• _Work instructions_
Return each line of the entries below that contains the string "green". Case counts, so a line matches only if the letters agree in case.

• _Rows_
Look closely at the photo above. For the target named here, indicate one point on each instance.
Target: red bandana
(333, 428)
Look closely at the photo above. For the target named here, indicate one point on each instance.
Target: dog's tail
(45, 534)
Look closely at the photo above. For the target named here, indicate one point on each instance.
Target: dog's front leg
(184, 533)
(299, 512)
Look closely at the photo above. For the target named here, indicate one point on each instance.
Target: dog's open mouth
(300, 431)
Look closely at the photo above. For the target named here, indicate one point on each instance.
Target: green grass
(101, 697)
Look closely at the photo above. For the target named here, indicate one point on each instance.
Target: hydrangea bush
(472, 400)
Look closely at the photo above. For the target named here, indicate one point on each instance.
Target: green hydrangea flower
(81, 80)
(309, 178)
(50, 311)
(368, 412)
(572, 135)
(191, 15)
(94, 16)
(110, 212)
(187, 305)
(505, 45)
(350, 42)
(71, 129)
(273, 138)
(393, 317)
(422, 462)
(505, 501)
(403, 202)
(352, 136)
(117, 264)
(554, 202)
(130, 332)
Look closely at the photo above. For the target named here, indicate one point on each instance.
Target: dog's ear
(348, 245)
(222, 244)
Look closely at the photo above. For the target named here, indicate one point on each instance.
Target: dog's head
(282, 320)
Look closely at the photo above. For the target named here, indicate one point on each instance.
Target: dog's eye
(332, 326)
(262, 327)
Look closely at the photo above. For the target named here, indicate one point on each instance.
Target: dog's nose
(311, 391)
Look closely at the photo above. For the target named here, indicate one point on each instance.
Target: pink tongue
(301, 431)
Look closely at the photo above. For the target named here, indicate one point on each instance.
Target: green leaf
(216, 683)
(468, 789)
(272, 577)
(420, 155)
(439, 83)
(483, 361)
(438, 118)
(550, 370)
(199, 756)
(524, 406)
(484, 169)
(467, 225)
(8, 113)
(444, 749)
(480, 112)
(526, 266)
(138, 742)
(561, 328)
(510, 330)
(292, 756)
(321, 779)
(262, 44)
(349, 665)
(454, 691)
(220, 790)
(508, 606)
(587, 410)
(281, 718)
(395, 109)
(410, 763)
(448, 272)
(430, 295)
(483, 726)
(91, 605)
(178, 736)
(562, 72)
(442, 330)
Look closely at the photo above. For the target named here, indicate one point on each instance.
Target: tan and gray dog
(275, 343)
* * *
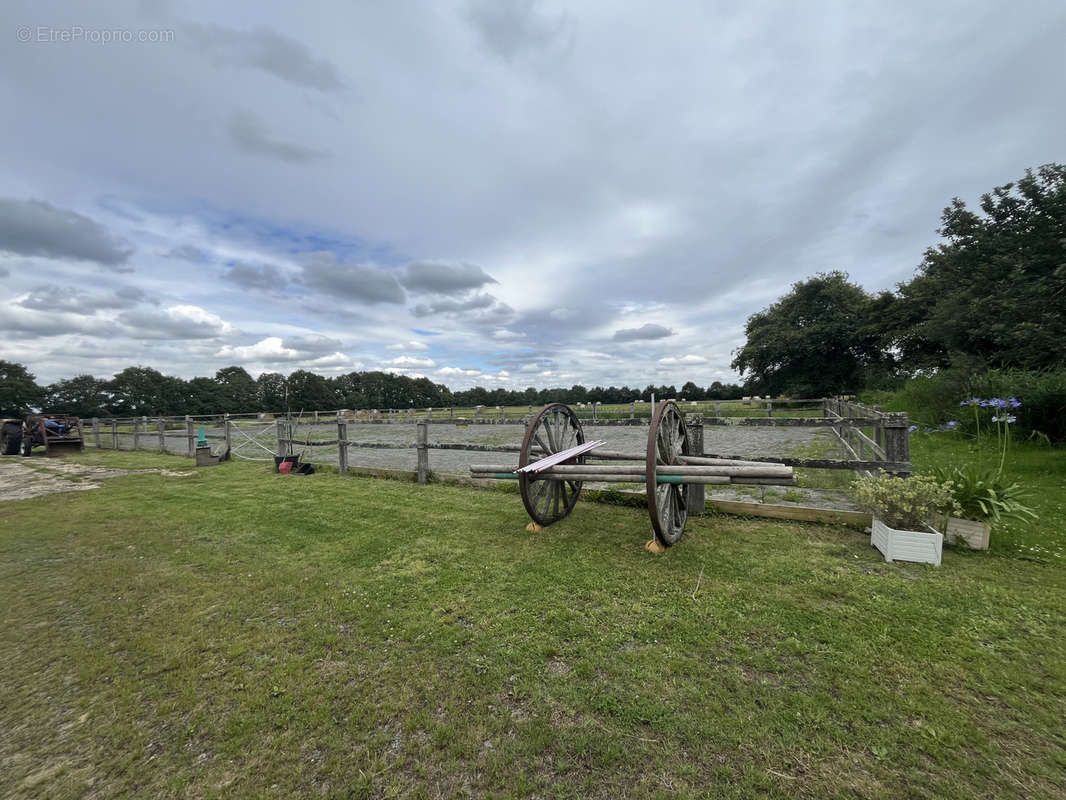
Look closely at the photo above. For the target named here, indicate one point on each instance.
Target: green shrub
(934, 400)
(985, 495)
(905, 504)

• _Solved exercise_
Target: green grass
Target: green hydrangea flower
Target: green leaf
Target: green shrub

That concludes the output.